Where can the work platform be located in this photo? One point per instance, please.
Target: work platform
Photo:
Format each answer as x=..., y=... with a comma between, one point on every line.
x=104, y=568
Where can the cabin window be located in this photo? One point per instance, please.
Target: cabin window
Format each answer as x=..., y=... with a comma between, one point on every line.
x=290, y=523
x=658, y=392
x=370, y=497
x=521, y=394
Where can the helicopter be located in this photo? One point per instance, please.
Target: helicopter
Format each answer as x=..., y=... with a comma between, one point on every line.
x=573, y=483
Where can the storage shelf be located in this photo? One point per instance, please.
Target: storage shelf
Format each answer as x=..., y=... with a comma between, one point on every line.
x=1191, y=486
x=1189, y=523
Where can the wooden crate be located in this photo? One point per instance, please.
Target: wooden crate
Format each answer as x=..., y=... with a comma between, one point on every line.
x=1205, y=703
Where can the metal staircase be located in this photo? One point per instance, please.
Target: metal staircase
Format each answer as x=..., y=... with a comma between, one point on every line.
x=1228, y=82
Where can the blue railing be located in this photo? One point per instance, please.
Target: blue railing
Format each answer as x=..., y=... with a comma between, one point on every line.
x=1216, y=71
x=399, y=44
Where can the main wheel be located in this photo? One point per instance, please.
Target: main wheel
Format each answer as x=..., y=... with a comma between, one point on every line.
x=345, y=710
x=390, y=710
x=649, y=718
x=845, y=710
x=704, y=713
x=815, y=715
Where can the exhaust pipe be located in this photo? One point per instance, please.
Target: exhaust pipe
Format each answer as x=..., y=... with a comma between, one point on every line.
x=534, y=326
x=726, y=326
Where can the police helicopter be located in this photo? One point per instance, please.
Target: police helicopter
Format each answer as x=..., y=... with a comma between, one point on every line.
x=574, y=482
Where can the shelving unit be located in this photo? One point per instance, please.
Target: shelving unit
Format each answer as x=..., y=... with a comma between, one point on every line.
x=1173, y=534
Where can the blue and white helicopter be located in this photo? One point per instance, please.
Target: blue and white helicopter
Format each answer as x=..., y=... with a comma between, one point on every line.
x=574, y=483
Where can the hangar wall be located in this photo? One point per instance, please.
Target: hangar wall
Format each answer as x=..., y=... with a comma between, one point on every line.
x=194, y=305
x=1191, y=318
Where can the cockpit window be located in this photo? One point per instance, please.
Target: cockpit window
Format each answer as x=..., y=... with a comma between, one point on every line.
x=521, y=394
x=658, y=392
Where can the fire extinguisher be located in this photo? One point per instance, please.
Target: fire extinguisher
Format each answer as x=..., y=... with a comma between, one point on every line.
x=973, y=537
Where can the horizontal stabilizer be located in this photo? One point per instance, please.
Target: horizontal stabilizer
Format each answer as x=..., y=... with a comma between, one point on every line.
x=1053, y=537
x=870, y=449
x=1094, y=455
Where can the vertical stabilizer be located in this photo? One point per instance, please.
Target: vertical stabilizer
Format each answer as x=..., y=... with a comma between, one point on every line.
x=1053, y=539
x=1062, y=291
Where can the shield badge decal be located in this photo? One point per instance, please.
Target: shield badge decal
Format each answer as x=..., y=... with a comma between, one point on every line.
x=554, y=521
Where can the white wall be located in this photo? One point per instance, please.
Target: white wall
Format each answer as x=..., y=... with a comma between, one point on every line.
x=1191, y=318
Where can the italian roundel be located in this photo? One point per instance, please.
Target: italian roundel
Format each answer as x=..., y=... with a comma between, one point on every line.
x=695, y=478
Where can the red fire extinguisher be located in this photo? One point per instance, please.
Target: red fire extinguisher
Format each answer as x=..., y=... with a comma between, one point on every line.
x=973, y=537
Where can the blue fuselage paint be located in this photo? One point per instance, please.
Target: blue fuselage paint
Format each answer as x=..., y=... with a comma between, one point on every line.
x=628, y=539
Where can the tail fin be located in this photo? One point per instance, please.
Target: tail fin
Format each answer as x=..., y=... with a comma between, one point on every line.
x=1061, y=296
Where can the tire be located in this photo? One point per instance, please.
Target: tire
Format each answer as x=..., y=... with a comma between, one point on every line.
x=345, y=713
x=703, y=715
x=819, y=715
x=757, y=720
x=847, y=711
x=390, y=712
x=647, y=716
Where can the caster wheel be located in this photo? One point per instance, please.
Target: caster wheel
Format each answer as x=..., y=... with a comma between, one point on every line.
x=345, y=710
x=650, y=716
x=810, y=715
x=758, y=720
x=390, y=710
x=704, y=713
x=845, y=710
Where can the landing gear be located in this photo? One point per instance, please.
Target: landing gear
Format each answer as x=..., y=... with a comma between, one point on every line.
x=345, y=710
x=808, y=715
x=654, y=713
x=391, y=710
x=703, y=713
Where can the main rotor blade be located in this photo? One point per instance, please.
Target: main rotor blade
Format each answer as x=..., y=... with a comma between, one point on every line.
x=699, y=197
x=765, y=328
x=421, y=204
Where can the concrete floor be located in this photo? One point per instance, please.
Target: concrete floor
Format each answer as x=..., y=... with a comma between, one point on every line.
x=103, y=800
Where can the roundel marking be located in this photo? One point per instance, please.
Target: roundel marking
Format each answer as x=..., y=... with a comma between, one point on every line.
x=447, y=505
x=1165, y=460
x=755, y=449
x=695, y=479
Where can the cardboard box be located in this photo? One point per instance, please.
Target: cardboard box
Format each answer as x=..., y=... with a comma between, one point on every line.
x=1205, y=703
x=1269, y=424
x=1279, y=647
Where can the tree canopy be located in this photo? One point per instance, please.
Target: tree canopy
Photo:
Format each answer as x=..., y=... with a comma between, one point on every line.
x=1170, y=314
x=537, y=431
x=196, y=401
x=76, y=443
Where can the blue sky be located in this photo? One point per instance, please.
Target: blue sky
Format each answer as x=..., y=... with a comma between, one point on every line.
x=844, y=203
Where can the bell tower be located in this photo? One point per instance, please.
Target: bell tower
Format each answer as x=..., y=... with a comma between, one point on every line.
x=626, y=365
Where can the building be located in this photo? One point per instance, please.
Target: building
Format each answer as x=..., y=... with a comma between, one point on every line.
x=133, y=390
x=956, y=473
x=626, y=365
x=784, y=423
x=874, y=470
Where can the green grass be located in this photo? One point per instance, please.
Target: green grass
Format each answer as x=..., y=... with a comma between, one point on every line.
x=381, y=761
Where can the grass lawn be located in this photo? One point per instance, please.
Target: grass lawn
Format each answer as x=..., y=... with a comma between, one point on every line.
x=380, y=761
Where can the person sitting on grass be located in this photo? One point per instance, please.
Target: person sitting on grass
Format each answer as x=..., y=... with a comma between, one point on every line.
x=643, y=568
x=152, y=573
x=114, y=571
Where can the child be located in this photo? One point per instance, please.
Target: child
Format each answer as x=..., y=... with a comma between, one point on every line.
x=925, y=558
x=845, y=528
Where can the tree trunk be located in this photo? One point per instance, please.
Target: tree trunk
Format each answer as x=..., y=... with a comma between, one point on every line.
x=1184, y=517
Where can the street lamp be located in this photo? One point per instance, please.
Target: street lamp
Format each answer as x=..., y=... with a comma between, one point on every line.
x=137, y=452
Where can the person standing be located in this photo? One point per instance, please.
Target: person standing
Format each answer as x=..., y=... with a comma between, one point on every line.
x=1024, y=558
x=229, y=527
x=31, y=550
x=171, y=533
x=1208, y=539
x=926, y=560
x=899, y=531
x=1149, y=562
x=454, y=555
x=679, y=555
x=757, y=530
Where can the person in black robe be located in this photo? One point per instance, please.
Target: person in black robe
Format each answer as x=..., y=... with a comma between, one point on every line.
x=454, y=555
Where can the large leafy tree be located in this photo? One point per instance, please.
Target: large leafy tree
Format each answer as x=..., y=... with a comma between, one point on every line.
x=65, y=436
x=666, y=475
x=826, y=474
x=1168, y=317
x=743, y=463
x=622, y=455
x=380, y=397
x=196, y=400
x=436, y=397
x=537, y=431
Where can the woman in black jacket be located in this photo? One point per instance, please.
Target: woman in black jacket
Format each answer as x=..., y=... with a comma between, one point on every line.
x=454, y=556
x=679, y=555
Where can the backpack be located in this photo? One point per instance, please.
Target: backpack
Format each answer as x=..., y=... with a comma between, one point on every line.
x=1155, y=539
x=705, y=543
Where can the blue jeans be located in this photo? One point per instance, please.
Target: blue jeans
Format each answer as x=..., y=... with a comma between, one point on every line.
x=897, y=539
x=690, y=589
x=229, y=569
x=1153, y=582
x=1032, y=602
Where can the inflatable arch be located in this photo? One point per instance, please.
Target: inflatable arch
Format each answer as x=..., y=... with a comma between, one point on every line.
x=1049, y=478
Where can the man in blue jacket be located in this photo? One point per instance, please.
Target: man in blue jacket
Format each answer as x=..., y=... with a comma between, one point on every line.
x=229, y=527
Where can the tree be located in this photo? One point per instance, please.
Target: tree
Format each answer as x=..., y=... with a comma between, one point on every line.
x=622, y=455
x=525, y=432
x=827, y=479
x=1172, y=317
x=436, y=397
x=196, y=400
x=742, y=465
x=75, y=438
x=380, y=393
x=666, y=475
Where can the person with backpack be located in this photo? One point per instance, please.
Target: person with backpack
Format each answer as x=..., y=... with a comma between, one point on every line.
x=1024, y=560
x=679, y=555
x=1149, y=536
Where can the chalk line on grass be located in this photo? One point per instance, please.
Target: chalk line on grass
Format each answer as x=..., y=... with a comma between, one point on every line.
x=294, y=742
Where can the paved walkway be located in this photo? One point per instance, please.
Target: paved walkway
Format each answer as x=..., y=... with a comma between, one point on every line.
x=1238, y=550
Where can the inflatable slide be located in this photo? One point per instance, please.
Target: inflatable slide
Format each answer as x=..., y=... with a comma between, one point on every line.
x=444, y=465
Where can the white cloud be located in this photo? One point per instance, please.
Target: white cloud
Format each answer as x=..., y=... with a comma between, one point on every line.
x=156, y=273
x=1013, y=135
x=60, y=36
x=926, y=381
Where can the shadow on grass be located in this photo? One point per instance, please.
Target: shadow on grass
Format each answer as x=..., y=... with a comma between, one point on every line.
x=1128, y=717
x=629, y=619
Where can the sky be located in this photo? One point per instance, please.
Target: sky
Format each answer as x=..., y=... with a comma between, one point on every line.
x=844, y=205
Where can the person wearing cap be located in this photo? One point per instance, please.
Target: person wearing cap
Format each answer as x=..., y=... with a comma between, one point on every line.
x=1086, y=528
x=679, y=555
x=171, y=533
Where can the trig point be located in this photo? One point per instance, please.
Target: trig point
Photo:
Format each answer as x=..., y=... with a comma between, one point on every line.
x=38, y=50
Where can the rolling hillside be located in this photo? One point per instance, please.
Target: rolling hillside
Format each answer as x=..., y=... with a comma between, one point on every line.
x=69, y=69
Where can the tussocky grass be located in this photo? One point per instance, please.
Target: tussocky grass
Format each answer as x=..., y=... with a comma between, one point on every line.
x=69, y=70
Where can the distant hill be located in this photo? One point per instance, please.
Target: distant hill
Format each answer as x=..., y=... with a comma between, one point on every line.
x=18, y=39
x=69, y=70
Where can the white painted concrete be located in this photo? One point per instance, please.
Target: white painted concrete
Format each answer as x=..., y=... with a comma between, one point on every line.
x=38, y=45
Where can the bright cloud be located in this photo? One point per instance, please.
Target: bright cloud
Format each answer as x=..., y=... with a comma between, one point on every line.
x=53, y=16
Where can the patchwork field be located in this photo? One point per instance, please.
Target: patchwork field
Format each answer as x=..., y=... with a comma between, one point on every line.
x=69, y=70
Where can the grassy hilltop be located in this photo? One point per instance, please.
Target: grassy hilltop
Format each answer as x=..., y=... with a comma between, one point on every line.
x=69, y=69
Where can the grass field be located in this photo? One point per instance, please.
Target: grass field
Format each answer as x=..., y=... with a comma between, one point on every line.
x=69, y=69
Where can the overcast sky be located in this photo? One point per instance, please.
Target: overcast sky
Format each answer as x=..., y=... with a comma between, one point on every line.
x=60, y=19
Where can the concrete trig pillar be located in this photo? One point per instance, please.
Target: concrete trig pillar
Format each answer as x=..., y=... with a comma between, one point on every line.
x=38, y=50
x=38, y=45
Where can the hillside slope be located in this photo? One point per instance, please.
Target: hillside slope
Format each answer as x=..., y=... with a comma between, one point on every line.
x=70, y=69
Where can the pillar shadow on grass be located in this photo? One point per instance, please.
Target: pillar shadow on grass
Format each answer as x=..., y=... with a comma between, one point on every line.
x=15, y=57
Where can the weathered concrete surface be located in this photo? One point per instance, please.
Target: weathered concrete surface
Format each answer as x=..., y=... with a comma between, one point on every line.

====================

TO BE DONE:
Your task is to output exactly the lines running from the one with "Where can the hillside" through the final line of the material above, with both ends included.

COMPLETED EXERCISE:
Where can the hillside slope be located in this photo? One point per instance, please.
Target: hillside slope
Format each answer as x=..., y=... with a comma between, one point on every line.
x=70, y=69
Where can the pillar shadow on grass be located in this photo? One point per instance, please.
Target: pillar shadow on grass
Format each answer as x=..., y=... with a comma between, one point on every line.
x=15, y=57
Where can the weathered concrete surface be located in this photo? One point per instance, please.
Target: weathered concrete surface
Format each answer as x=..., y=... with a comma between, one point on every line.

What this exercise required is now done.